[Start Source data]

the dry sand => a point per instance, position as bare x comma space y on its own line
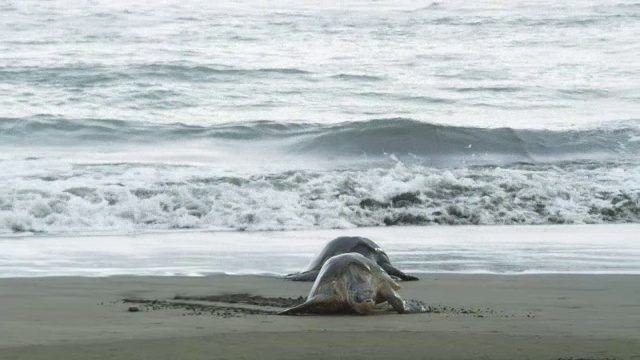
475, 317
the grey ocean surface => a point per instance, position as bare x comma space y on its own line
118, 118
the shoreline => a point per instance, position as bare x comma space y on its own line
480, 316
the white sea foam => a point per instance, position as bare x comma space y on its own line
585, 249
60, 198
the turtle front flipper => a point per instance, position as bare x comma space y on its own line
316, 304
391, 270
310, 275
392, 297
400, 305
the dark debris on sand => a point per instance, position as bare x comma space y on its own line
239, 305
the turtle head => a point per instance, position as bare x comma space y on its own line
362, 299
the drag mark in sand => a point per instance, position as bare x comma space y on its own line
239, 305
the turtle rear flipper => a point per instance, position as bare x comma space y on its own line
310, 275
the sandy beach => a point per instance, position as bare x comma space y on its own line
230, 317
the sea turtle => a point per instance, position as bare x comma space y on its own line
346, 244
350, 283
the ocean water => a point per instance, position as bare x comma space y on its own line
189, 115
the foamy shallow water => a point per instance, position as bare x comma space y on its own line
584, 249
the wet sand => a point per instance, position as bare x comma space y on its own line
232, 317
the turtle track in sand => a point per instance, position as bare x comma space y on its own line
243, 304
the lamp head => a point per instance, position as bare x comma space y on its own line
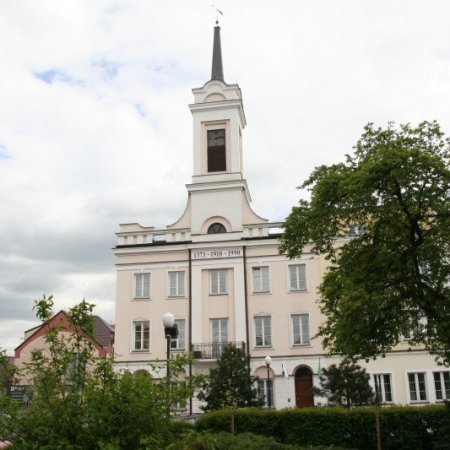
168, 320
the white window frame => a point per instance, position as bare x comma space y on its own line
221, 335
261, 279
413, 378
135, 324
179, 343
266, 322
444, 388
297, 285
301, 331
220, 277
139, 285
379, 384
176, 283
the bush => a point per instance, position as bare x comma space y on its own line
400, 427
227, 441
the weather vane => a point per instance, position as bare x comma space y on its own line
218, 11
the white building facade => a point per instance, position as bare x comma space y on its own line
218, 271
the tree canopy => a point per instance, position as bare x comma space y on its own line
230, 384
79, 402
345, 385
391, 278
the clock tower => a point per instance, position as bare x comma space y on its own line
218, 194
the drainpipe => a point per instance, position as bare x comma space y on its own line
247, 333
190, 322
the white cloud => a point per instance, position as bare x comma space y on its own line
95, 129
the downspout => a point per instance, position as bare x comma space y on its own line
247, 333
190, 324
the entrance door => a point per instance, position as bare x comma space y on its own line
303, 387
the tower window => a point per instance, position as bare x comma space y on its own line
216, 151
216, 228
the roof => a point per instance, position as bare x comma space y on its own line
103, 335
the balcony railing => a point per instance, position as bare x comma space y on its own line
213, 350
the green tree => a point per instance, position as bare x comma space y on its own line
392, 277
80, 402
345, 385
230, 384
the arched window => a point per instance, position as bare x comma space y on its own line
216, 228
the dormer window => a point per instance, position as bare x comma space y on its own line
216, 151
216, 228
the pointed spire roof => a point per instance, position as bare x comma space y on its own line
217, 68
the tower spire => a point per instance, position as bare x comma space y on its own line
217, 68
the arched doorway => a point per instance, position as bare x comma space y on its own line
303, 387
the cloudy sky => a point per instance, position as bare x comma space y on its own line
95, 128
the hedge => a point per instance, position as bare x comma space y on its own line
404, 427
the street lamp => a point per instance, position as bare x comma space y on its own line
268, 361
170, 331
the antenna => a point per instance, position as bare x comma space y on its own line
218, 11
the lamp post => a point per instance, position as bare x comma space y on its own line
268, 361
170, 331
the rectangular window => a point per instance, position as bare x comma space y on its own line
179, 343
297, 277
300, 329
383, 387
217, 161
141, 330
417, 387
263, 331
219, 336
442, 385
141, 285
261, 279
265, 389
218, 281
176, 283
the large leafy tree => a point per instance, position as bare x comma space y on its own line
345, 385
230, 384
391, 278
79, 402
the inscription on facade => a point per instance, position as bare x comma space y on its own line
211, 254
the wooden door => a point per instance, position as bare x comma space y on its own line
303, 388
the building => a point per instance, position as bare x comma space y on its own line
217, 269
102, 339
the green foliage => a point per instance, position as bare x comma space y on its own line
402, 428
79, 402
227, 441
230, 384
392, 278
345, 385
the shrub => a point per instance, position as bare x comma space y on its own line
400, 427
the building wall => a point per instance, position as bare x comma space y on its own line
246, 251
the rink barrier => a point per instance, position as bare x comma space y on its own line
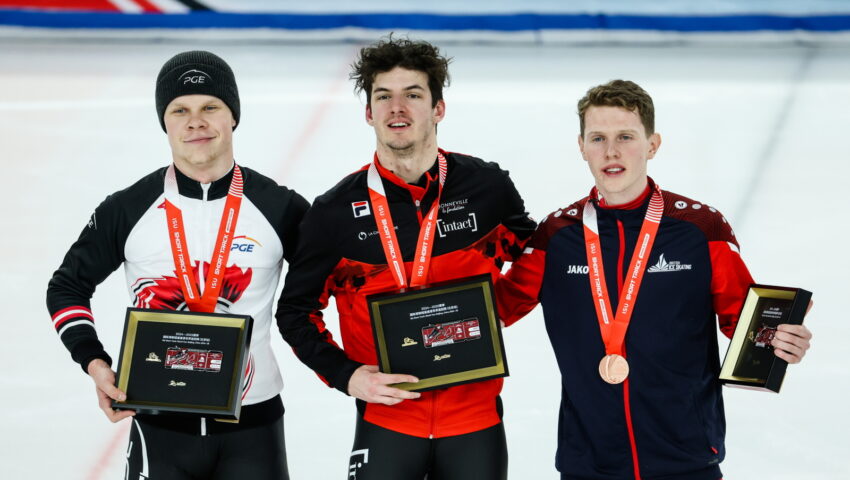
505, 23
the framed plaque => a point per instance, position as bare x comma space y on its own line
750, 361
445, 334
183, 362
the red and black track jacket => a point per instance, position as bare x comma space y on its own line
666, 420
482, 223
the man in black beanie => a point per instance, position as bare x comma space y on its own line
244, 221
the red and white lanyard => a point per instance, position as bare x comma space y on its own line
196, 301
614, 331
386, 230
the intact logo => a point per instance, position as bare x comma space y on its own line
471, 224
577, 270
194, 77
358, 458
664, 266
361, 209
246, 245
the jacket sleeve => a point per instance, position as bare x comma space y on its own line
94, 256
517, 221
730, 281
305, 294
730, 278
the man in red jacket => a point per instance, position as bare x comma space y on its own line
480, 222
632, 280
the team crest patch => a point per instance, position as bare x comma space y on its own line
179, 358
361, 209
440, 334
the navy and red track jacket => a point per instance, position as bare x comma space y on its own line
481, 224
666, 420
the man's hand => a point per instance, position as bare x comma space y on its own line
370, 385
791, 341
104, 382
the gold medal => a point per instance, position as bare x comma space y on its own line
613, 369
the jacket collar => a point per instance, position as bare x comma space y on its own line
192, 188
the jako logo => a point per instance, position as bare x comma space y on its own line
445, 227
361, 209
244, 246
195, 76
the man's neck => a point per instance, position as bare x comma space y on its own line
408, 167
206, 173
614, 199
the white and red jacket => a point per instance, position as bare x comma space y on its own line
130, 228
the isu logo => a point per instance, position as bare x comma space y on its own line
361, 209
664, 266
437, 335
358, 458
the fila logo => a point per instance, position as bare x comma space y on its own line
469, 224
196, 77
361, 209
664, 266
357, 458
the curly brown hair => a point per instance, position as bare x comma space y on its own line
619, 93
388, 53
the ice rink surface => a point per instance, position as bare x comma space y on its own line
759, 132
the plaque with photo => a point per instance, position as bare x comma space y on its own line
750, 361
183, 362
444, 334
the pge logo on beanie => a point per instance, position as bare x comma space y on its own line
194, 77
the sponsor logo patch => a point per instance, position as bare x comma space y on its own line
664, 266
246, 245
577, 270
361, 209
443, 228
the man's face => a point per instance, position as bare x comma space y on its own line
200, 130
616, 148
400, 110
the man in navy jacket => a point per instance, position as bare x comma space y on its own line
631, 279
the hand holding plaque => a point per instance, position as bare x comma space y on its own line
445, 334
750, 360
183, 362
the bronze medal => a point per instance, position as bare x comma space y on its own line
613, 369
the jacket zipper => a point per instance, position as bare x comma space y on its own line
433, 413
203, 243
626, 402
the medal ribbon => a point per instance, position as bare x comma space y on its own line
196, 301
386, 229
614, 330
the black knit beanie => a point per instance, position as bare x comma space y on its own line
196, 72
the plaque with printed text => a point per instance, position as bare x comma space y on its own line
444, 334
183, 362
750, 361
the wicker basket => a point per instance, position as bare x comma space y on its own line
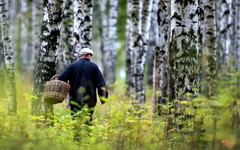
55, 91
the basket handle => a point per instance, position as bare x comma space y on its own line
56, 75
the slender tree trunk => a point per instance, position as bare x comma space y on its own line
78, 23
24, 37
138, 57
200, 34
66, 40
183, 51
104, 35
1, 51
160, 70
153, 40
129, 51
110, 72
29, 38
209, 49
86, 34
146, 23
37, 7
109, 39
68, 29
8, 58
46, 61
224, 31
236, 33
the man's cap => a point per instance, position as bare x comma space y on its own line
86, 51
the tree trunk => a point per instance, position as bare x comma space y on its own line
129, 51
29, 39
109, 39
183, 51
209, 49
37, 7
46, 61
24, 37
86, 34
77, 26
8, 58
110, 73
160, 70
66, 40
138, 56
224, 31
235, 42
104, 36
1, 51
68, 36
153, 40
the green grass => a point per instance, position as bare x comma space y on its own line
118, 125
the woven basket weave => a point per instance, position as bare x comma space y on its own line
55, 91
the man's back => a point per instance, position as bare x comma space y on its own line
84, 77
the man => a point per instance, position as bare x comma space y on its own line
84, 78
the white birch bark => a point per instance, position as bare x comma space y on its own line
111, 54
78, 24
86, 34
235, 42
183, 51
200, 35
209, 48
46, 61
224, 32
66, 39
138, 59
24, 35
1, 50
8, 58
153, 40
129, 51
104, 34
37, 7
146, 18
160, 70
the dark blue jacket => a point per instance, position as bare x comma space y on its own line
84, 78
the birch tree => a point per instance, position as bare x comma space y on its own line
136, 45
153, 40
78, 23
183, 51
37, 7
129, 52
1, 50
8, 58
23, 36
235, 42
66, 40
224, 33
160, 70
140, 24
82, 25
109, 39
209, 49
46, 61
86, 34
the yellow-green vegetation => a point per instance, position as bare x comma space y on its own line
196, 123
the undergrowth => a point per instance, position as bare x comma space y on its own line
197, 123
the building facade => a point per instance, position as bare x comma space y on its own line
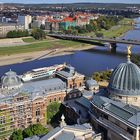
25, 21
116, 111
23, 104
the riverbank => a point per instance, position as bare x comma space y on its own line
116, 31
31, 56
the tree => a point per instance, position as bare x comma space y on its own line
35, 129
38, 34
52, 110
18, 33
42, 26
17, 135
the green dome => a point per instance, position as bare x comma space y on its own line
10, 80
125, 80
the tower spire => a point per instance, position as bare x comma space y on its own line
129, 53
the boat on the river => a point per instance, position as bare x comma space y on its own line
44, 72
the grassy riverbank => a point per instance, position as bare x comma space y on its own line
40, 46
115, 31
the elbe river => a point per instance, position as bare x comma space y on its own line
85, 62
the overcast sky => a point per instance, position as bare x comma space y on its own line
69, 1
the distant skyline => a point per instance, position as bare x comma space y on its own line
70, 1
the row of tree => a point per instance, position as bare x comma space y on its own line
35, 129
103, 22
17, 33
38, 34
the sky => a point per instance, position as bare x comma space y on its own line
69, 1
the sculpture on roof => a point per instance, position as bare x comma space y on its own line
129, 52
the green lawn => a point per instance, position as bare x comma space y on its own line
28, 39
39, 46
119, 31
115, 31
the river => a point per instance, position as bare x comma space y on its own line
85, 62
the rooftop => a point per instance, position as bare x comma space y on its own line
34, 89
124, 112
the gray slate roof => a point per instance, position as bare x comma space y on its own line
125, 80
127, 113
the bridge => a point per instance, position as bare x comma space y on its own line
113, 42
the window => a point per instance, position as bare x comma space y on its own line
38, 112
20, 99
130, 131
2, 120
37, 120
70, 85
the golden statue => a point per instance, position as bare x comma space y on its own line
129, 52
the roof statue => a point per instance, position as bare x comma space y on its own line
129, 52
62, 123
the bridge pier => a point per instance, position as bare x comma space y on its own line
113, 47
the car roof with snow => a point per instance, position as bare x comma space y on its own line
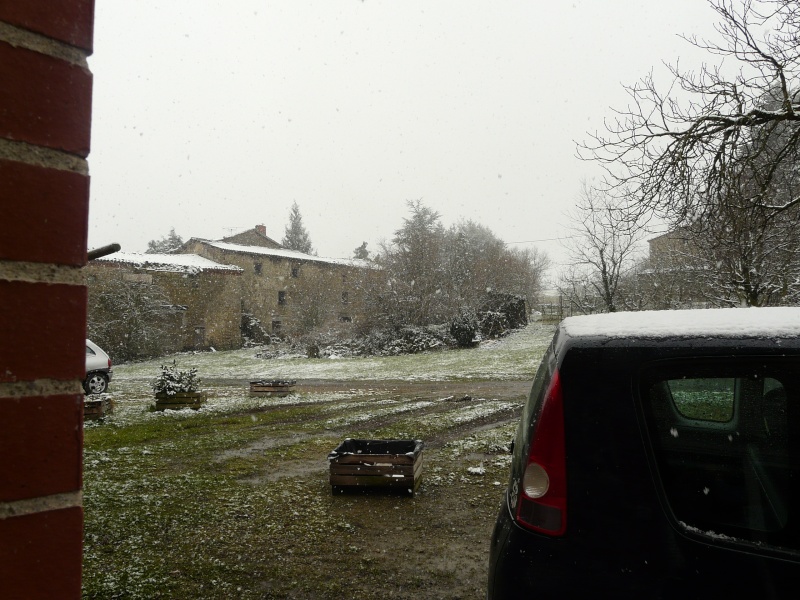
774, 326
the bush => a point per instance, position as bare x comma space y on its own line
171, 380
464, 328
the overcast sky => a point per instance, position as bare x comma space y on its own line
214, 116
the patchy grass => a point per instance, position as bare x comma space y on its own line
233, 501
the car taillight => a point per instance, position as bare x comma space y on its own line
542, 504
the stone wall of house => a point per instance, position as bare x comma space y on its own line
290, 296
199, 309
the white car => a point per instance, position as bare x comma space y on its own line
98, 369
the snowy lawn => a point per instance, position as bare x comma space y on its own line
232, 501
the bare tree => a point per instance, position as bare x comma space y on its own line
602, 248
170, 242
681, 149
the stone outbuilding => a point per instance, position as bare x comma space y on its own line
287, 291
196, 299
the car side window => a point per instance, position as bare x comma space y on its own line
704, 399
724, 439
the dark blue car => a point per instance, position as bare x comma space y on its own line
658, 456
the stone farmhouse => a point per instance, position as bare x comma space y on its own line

[End Source data]

Do this = Copy, character for character, the lines from the line that holds "the patchy grass" through the final line of the records above.

Answer to the problem =
the patchy grass => a point per instance, position as bare x comma space y on its own line
233, 501
the car taillight => a point per instance, position as bare x comma space y on its own line
542, 504
the stone wall of house => a point per instance, position as bare x comma space y on its own line
290, 296
199, 309
the white car => a point per instance, position as bare x comma space y on its own line
98, 369
the snowy lawn => a point per instance, position as bare x comma space y on its own line
232, 501
the bare tree => a point per instance, position as bare x comma space y on its own line
602, 248
170, 242
681, 149
the stone outbuilding => a point per instance, position as bare x comma space y on its own line
287, 291
196, 299
the car side window => a point per instance, position as bare x comma space y on its own line
704, 399
724, 439
the dark blue car => a point per instance, position as bare x comma space y on its own line
658, 456
the stone farmhouse => a point per instance, position as bare x comma space y on its own line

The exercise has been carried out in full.